### Problem requirements
Locate each line in the records below that contains the word "wooden", and copy every such line.

### Records from a data source
##############################

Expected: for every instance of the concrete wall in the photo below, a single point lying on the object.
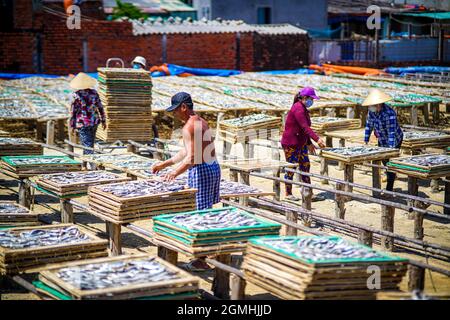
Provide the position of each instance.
(305, 13)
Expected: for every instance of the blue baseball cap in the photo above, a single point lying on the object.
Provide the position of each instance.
(178, 99)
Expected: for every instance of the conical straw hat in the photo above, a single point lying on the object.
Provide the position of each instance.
(82, 81)
(375, 97)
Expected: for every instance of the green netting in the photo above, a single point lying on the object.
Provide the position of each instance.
(263, 223)
(10, 160)
(62, 296)
(405, 166)
(259, 241)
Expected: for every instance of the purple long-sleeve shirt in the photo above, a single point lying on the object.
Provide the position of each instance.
(297, 129)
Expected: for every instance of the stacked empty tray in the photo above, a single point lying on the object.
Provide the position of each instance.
(126, 95)
(319, 268)
(130, 201)
(212, 231)
(23, 249)
(13, 214)
(249, 127)
(138, 276)
(19, 147)
(27, 166)
(70, 184)
(322, 124)
(427, 166)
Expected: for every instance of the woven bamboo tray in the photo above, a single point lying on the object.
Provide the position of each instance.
(28, 259)
(183, 284)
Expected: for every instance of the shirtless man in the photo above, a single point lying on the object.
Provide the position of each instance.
(198, 156)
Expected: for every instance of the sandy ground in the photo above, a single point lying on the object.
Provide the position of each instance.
(364, 213)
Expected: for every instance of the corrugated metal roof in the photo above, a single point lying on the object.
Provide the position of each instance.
(177, 25)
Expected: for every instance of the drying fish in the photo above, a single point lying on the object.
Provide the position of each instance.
(319, 249)
(116, 274)
(215, 220)
(431, 160)
(6, 208)
(140, 188)
(41, 237)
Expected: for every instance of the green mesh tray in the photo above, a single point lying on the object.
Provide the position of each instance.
(384, 257)
(63, 296)
(10, 160)
(166, 218)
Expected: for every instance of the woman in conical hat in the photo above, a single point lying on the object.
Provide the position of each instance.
(382, 120)
(87, 110)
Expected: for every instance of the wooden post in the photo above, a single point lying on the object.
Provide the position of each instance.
(66, 209)
(233, 175)
(24, 194)
(341, 145)
(447, 195)
(413, 189)
(365, 237)
(115, 238)
(416, 279)
(348, 176)
(414, 118)
(237, 287)
(418, 225)
(387, 224)
(221, 281)
(131, 148)
(339, 208)
(61, 130)
(169, 255)
(376, 181)
(50, 132)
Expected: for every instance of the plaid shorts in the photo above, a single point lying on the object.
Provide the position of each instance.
(206, 179)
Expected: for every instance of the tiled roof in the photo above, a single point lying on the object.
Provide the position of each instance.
(177, 25)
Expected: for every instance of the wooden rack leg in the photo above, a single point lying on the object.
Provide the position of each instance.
(365, 237)
(221, 282)
(237, 287)
(341, 165)
(50, 132)
(66, 209)
(418, 225)
(387, 224)
(376, 181)
(416, 278)
(339, 202)
(115, 238)
(447, 196)
(414, 118)
(169, 255)
(24, 194)
(348, 176)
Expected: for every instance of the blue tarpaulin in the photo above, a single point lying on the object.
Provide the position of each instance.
(417, 69)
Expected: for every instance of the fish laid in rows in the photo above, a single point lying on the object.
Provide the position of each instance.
(319, 249)
(432, 160)
(355, 151)
(140, 188)
(41, 237)
(78, 177)
(11, 208)
(214, 220)
(116, 274)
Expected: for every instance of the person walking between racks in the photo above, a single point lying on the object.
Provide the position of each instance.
(198, 157)
(382, 120)
(86, 111)
(297, 136)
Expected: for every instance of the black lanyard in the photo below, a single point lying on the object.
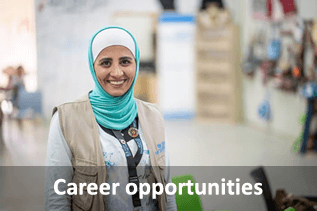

##############################

### Solution to this exercise
Expected: for every instance of the wooden post in the photo above, a single point lying on the object.
Expected: for every instance of the wooden rack leg in the photo above, a single point lying on the object.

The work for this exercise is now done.